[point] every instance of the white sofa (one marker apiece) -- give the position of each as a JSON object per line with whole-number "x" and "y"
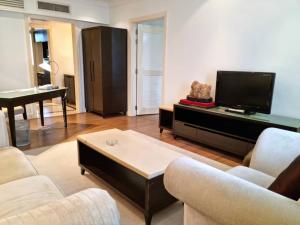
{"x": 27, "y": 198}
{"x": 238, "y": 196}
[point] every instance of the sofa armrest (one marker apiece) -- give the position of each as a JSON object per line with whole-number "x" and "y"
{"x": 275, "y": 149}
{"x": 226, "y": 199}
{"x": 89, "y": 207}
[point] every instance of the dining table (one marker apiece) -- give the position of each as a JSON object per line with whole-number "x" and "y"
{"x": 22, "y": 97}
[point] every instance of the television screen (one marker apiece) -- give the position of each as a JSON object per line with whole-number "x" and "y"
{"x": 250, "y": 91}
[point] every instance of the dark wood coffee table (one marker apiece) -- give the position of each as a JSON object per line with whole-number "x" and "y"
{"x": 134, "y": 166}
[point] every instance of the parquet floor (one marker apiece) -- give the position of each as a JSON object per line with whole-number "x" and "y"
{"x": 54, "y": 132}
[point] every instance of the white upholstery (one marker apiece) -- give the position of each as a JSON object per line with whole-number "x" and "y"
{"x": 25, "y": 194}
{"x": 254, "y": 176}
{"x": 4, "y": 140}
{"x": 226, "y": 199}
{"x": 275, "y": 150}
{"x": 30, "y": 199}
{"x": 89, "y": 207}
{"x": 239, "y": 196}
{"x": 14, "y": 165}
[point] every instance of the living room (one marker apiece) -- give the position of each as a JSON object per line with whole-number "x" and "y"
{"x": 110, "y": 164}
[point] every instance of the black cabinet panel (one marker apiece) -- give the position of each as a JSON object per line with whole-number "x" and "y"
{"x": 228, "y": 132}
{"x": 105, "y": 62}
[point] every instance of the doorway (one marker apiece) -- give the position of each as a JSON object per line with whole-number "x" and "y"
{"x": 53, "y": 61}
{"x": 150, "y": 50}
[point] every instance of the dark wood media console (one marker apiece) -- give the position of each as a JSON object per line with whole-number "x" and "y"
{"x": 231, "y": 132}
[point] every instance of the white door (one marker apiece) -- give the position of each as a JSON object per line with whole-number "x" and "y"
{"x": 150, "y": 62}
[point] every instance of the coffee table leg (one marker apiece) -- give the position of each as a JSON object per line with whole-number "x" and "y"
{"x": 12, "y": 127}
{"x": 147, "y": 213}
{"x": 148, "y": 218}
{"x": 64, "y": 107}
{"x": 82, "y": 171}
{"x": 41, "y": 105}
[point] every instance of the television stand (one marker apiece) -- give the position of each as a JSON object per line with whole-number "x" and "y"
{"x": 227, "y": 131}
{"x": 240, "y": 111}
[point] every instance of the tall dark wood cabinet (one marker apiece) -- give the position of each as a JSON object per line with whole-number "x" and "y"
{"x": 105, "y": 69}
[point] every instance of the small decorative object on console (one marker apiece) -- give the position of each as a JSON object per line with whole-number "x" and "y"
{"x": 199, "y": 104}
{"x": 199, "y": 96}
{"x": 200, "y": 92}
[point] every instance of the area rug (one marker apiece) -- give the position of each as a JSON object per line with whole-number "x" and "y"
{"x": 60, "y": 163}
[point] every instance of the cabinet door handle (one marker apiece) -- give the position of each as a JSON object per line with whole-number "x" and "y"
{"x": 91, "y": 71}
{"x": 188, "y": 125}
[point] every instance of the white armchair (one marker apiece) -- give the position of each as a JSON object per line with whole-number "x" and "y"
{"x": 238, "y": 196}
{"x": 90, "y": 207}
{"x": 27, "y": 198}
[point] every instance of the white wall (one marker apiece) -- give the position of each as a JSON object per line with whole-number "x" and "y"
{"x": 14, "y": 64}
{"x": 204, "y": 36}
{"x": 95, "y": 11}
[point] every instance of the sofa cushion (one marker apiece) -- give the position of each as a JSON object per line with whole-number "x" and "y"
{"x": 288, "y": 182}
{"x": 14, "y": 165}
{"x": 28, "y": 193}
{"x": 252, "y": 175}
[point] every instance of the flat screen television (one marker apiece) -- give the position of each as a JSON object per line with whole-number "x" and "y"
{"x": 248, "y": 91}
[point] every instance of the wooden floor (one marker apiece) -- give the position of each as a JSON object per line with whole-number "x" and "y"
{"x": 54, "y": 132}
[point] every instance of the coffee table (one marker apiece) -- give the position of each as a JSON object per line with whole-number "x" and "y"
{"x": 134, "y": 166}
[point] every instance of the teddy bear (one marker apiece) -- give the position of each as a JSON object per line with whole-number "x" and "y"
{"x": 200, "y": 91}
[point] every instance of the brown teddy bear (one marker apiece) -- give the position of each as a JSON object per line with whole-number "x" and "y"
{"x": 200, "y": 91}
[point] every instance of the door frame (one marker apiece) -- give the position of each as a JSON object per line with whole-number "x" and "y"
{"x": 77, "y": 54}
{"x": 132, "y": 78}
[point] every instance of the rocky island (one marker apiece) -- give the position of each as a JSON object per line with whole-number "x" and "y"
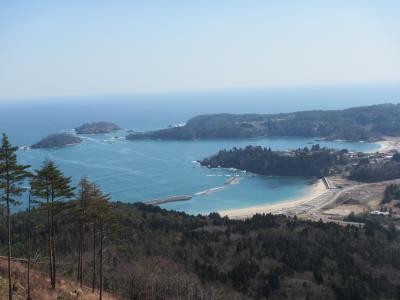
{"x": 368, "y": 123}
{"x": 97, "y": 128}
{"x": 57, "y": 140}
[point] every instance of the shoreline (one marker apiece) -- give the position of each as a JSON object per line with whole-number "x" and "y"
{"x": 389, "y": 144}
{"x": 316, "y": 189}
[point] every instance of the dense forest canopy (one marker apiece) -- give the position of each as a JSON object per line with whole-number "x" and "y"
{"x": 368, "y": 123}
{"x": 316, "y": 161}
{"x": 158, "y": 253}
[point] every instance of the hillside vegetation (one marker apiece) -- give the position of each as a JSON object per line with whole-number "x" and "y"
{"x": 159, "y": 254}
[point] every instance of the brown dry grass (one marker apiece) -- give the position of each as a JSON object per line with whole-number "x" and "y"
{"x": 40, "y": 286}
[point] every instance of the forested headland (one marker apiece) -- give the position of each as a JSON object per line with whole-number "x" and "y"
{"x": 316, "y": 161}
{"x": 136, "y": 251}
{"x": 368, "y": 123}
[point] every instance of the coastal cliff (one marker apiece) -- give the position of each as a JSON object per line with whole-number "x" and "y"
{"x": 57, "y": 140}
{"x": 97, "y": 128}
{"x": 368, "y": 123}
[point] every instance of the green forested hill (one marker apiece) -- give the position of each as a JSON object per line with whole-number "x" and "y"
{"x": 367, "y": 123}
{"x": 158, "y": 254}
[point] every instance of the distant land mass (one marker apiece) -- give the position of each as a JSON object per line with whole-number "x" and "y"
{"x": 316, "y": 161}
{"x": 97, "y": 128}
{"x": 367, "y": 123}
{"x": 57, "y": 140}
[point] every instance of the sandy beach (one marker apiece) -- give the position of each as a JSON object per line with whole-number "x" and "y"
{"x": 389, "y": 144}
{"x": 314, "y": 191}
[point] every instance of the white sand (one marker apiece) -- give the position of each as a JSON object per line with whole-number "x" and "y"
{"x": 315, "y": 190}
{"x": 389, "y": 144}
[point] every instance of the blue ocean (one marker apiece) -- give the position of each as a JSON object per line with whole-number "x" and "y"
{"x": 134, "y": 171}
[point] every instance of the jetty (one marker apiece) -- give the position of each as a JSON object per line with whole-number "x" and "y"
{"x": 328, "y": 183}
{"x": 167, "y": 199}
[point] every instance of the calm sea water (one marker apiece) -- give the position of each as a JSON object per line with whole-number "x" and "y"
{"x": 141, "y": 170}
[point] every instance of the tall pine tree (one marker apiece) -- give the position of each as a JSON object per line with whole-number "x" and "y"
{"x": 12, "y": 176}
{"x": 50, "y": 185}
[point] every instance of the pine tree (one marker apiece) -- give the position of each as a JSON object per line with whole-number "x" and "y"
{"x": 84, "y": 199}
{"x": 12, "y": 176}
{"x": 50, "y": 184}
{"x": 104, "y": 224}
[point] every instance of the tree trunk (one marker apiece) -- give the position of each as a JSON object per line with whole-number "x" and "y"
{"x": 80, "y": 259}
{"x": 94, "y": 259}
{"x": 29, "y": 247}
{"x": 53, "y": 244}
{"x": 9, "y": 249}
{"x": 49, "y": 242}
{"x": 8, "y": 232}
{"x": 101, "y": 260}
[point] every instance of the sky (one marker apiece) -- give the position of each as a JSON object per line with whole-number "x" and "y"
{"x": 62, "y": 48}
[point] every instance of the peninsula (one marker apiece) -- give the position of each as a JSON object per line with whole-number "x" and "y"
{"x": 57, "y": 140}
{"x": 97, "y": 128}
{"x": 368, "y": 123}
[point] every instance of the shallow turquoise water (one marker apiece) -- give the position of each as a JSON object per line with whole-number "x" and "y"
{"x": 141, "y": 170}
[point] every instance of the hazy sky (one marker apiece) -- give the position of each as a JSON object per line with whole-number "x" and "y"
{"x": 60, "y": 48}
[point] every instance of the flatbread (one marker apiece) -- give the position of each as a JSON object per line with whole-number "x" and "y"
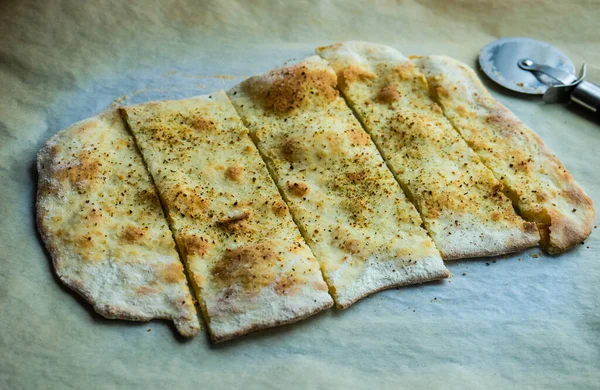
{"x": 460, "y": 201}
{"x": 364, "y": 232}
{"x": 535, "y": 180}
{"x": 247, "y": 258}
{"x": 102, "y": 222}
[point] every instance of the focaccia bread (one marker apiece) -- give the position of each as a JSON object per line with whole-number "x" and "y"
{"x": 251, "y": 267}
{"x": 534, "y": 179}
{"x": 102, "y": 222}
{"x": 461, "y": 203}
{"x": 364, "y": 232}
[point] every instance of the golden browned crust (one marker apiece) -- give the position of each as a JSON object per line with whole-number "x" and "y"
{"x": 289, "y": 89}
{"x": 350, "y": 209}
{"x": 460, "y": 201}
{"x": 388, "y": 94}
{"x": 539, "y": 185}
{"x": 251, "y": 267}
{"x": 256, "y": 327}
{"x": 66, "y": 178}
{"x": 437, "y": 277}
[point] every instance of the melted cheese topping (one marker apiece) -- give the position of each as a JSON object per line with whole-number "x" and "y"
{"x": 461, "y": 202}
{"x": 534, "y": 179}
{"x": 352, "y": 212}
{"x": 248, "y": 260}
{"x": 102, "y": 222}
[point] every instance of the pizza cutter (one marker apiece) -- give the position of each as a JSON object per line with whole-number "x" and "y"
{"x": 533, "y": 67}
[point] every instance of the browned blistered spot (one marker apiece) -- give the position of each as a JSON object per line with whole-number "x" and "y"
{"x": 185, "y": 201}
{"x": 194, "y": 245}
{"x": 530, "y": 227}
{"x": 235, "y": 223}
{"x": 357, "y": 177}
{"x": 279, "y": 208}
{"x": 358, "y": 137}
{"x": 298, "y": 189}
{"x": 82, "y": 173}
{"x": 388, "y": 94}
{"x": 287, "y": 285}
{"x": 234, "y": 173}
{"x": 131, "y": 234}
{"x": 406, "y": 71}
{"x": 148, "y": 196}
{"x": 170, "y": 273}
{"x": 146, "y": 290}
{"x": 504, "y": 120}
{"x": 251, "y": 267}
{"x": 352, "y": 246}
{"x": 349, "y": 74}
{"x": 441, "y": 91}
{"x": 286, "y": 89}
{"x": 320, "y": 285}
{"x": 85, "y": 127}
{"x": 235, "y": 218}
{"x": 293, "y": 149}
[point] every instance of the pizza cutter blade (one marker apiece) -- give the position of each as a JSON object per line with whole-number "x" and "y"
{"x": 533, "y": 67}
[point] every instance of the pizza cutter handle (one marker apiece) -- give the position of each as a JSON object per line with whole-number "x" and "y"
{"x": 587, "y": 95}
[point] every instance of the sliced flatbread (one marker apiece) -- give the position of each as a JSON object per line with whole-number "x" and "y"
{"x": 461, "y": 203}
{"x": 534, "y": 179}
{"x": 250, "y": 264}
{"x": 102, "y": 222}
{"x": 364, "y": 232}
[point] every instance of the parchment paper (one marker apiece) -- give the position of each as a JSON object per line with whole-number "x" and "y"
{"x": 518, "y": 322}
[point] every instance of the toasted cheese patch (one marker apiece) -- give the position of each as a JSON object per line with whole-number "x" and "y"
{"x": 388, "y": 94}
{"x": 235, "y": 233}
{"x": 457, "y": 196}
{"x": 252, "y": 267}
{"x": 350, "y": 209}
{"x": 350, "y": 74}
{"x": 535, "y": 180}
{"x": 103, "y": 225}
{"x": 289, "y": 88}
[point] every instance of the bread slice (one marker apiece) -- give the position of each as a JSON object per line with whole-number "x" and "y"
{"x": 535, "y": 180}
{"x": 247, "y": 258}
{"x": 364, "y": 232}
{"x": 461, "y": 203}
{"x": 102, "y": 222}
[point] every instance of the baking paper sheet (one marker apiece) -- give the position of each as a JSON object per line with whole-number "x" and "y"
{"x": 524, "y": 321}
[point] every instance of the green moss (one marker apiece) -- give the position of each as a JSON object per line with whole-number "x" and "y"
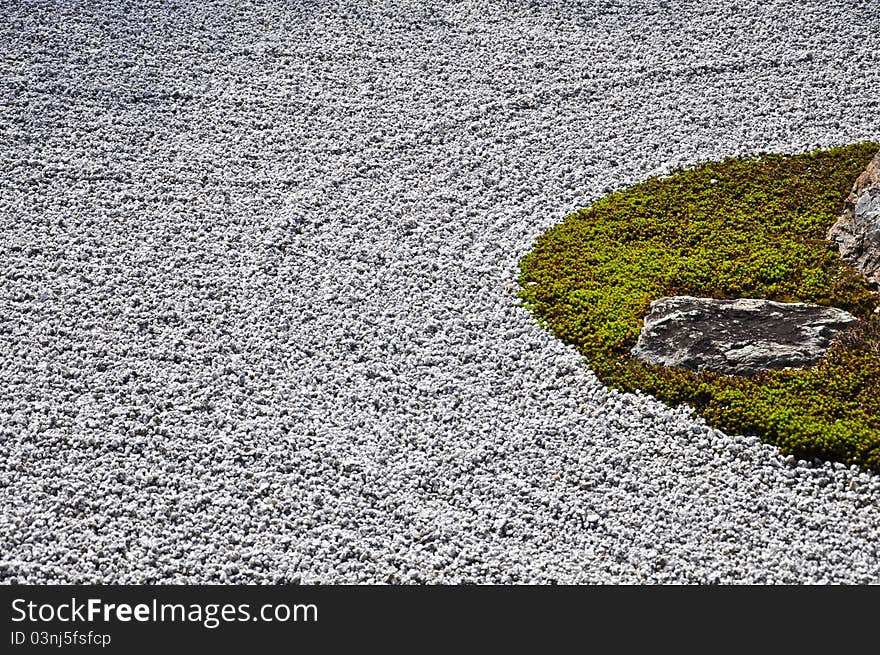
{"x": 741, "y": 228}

------------------------------

**Exercise brief:**
Reproduce the stretch from the line containing "[point] every instance of the green moss" through the end of the material, keeping every character unchanged and leaving the pictures out.

**Reply to the exercise:**
[point] every instance of the green moss (one marker apiece) -- give the position of each as a JSON object per line with whole-number "x" and "y"
{"x": 741, "y": 228}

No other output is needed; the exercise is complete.